** TASK GOAL **
Reproduce verbatim the lines of the records beginning with the one containing "Could you point out the small" and ending with the one containing "column 346, row 155", both included.

**** RECORDED INFORMATION ****

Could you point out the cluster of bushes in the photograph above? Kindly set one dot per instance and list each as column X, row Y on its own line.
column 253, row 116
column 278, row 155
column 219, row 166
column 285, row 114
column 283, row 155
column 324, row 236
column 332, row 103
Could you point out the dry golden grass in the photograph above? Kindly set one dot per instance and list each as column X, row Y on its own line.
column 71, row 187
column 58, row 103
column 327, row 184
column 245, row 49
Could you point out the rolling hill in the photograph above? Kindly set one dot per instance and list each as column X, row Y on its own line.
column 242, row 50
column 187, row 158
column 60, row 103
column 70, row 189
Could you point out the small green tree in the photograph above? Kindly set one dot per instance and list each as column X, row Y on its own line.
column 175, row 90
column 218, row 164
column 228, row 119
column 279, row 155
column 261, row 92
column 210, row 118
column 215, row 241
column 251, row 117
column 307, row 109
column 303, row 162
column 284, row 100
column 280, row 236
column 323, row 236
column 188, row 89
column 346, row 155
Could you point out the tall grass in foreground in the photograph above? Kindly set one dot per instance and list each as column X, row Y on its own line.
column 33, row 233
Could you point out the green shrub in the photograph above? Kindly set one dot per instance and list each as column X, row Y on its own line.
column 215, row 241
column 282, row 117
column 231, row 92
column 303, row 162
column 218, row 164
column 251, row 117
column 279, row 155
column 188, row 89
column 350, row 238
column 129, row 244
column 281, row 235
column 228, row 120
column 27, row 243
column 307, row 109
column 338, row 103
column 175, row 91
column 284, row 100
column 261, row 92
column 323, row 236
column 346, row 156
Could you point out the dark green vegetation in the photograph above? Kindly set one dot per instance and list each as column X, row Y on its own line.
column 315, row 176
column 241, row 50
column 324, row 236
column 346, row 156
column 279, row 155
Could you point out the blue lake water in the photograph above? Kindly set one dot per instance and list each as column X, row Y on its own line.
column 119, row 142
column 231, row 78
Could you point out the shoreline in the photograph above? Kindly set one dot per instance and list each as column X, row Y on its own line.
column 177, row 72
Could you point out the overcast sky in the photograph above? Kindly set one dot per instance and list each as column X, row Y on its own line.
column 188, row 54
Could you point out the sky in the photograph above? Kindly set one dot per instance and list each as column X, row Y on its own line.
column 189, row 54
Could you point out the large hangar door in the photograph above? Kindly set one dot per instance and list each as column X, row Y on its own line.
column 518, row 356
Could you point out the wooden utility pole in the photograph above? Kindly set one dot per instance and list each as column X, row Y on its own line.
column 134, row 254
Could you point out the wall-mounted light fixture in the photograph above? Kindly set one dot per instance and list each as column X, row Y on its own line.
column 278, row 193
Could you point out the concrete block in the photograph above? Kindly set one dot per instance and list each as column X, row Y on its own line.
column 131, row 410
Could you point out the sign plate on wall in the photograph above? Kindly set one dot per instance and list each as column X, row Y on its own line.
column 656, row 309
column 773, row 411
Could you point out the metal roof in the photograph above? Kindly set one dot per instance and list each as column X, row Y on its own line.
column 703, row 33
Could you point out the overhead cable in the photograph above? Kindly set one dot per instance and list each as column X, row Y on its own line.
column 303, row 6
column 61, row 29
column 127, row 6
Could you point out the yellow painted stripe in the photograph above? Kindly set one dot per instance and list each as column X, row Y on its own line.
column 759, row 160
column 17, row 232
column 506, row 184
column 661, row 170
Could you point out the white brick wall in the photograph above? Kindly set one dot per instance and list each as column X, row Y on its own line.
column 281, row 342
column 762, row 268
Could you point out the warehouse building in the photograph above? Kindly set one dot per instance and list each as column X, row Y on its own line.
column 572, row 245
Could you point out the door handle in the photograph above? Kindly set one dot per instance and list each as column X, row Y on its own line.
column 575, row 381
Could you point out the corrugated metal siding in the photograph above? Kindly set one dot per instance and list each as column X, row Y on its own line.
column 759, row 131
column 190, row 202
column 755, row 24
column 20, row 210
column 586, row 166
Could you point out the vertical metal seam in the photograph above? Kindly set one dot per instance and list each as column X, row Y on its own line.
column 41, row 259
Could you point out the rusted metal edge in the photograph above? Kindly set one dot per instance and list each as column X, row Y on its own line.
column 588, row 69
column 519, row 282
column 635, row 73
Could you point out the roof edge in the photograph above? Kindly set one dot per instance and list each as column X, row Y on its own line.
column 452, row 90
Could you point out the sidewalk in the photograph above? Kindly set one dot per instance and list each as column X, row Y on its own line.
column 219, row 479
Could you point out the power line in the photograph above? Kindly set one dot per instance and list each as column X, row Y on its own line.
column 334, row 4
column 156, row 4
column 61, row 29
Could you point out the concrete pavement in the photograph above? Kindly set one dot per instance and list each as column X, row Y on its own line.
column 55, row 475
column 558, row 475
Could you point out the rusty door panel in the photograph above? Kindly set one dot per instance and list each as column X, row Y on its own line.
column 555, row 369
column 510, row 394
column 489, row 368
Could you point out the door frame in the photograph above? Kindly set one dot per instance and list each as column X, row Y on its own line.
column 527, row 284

****

** EXERCISE OUTPUT **
Could you point out the small green tree in the photograph above? Kindly set one dot per instance and list each as column X, row Y on its own line.
column 175, row 90
column 218, row 164
column 228, row 119
column 279, row 155
column 261, row 92
column 210, row 118
column 215, row 241
column 251, row 117
column 307, row 109
column 303, row 162
column 284, row 100
column 280, row 236
column 323, row 236
column 188, row 89
column 346, row 155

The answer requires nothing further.